─── EXERCISE DATA
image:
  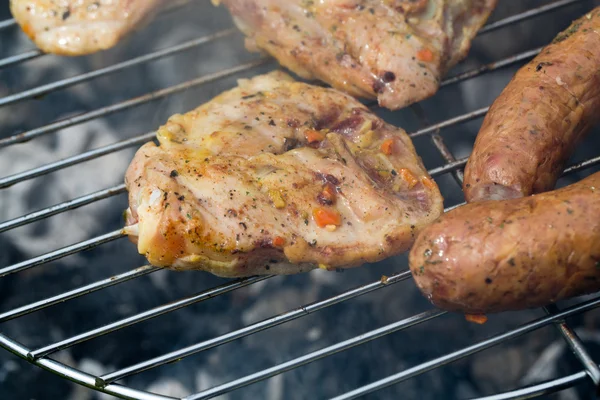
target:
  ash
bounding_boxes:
[1,1,600,399]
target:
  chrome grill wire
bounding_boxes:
[0,1,599,399]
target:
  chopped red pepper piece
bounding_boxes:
[305,129,326,143]
[313,208,342,228]
[416,48,434,62]
[381,138,394,155]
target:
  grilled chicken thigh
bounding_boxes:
[10,0,163,56]
[124,71,443,277]
[213,0,497,110]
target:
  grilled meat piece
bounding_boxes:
[410,171,600,314]
[213,0,497,110]
[123,71,443,277]
[463,7,600,202]
[10,0,163,56]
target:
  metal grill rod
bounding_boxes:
[409,102,464,186]
[0,184,126,233]
[428,158,467,178]
[0,334,176,400]
[427,151,600,179]
[0,29,236,109]
[478,370,588,400]
[431,133,463,185]
[563,155,600,175]
[330,296,600,400]
[544,304,600,386]
[0,48,502,148]
[184,309,446,400]
[0,132,155,189]
[477,0,587,35]
[410,107,488,138]
[96,271,412,385]
[0,265,159,323]
[0,45,532,153]
[29,274,270,360]
[0,230,124,278]
[0,58,270,148]
[0,50,42,70]
[0,18,15,30]
[439,47,540,88]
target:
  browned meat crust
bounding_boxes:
[409,172,600,314]
[463,7,600,202]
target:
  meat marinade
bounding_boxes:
[213,0,497,110]
[463,7,600,202]
[10,0,163,56]
[409,171,600,314]
[124,71,443,277]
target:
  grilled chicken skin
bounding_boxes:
[213,0,497,110]
[10,0,163,56]
[124,71,444,277]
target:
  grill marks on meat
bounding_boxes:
[123,71,443,277]
[213,0,497,110]
[463,7,600,202]
[10,0,163,55]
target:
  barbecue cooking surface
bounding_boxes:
[1,1,600,399]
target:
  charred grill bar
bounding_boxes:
[0,1,599,399]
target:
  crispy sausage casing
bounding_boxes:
[410,172,600,314]
[463,8,600,202]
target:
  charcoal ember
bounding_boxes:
[0,238,76,398]
[471,347,525,393]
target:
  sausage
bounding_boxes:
[462,8,600,202]
[409,171,600,314]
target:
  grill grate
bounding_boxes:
[1,1,600,399]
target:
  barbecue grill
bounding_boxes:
[1,1,600,399]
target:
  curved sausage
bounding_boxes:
[463,8,600,202]
[409,171,600,314]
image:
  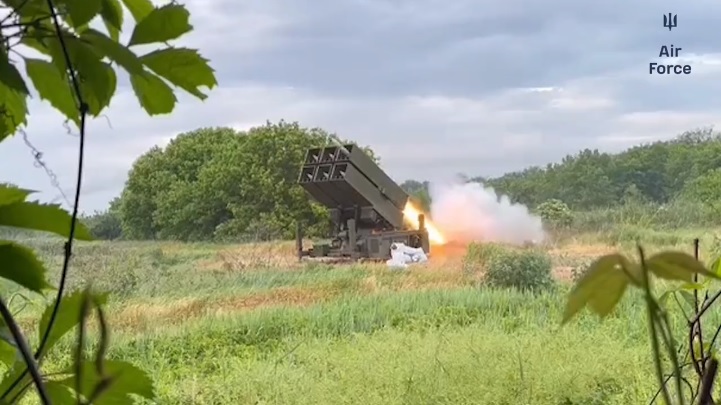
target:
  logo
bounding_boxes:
[663,13,677,31]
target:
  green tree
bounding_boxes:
[0,0,216,402]
[83,197,122,240]
[119,127,242,240]
[483,129,721,210]
[117,121,377,241]
[679,168,721,214]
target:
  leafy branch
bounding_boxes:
[0,0,217,403]
[563,241,721,405]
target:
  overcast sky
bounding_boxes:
[2,0,721,212]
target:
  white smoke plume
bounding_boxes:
[429,180,546,245]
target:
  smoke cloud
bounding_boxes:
[429,181,546,245]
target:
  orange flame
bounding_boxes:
[402,202,445,245]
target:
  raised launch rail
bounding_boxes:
[296,144,429,260]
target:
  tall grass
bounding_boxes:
[45,288,658,404]
[6,205,721,403]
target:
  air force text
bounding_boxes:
[649,45,691,75]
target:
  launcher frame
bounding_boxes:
[296,143,430,261]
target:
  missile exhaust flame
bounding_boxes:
[402,202,445,245]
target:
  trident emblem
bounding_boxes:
[663,13,677,31]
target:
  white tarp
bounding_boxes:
[385,242,428,269]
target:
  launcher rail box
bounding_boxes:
[296,144,430,261]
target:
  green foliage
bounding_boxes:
[37,291,107,356]
[0,242,52,292]
[536,198,573,228]
[563,250,717,323]
[0,0,216,141]
[469,244,555,291]
[432,128,721,211]
[83,210,123,240]
[0,185,157,403]
[117,121,377,241]
[83,198,123,240]
[0,0,216,401]
[679,167,721,214]
[563,247,721,404]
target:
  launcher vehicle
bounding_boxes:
[296,143,430,261]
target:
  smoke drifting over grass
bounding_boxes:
[429,181,546,245]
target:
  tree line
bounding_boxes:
[479,128,721,210]
[85,124,721,241]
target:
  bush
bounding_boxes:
[84,210,123,240]
[536,199,573,228]
[483,247,555,291]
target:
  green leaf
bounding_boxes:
[140,48,217,100]
[120,0,153,22]
[0,318,20,368]
[0,241,52,292]
[81,29,145,75]
[33,35,115,115]
[659,290,672,308]
[100,0,124,41]
[646,251,719,282]
[83,62,117,116]
[0,50,29,96]
[44,381,76,405]
[59,0,102,28]
[24,58,79,125]
[0,201,92,240]
[48,33,116,116]
[38,291,108,356]
[0,51,29,141]
[129,72,177,115]
[0,84,28,141]
[0,185,34,206]
[65,43,118,116]
[711,257,721,277]
[0,339,19,369]
[678,290,695,307]
[128,4,192,46]
[680,282,705,291]
[1,0,48,18]
[0,359,31,401]
[59,360,155,404]
[562,253,631,324]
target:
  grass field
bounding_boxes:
[8,228,721,404]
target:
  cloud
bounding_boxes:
[2,0,721,212]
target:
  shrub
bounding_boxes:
[537,199,573,228]
[484,247,555,291]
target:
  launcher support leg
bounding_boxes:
[418,213,430,254]
[347,218,357,259]
[295,222,303,261]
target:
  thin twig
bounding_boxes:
[75,293,90,404]
[694,239,707,377]
[654,300,685,404]
[0,0,89,399]
[699,358,719,405]
[690,290,721,325]
[639,245,674,405]
[0,297,50,404]
[36,0,88,359]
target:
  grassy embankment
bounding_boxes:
[8,226,721,404]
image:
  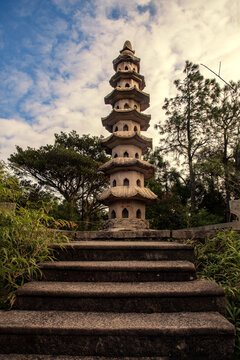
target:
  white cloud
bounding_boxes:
[1,0,240,161]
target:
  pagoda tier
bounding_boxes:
[101,131,152,155]
[104,87,150,112]
[98,186,157,205]
[110,71,146,90]
[99,158,155,179]
[102,109,151,132]
[98,40,157,230]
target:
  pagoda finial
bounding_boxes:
[120,40,135,54]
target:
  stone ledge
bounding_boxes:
[103,218,150,230]
[0,356,169,360]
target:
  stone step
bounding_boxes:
[15,280,226,314]
[40,260,196,282]
[0,310,235,359]
[51,241,194,262]
[0,356,168,360]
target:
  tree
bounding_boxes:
[144,149,190,229]
[207,81,240,220]
[155,61,219,215]
[9,131,109,229]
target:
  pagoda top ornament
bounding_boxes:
[121,40,134,53]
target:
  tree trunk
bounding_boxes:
[223,131,231,222]
[186,88,196,215]
[189,162,197,214]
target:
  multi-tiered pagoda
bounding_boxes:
[98,40,157,229]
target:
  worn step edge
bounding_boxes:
[51,241,193,249]
[0,311,235,335]
[0,356,169,360]
[16,280,224,297]
[39,260,195,271]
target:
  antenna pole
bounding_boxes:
[200,63,235,91]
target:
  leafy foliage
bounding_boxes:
[189,230,240,357]
[8,131,110,230]
[0,166,70,308]
[156,61,219,214]
[155,62,240,223]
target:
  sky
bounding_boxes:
[0,0,240,161]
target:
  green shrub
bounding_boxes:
[0,206,69,308]
[0,165,70,308]
[189,230,240,358]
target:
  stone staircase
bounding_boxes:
[0,235,235,359]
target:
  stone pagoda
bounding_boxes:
[98,40,157,229]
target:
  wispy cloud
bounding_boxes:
[0,0,240,160]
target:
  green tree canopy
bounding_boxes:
[9,131,109,228]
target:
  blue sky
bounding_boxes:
[0,0,240,160]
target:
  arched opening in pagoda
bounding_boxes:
[116,105,119,109]
[122,208,129,218]
[125,66,128,70]
[115,126,118,131]
[112,179,117,187]
[134,104,137,109]
[136,179,141,186]
[134,126,137,132]
[136,209,141,219]
[124,151,129,158]
[111,210,116,219]
[114,153,118,158]
[124,103,130,109]
[135,153,139,159]
[125,83,130,87]
[123,178,129,186]
[123,124,128,131]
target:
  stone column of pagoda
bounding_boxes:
[98,40,157,230]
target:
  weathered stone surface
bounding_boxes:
[52,225,240,242]
[51,241,194,262]
[72,229,171,240]
[0,311,235,359]
[0,229,236,358]
[15,280,226,314]
[172,222,240,240]
[103,218,150,230]
[229,199,240,221]
[39,260,196,282]
[0,356,169,360]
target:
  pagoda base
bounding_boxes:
[103,218,149,230]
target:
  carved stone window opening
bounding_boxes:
[123,178,129,186]
[122,208,129,218]
[136,209,141,219]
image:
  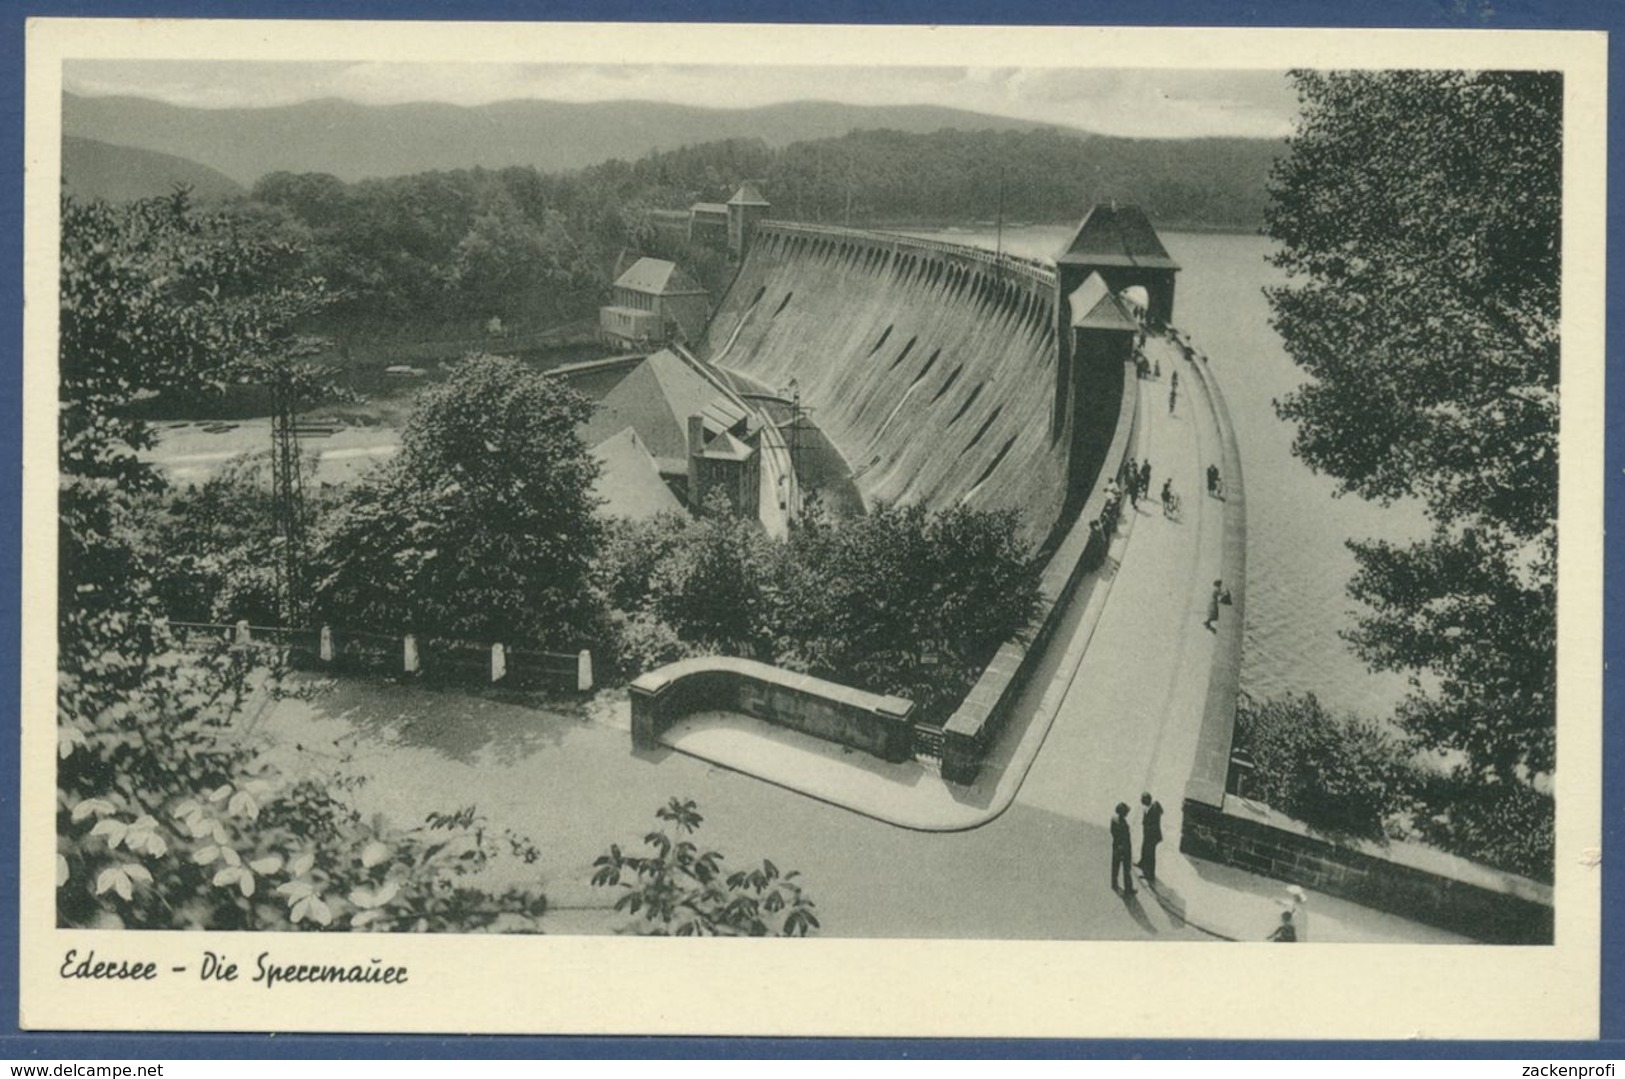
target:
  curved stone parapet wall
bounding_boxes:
[629,655,916,763]
[705,222,1070,547]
──────
[WORK REQUEST] Only lines with the word "meat" count here; copy every one from the records.

[WRITTEN RESPONSE]
  grilled meat piece
  browned meat crust
  meat marinade
  grill marks on meat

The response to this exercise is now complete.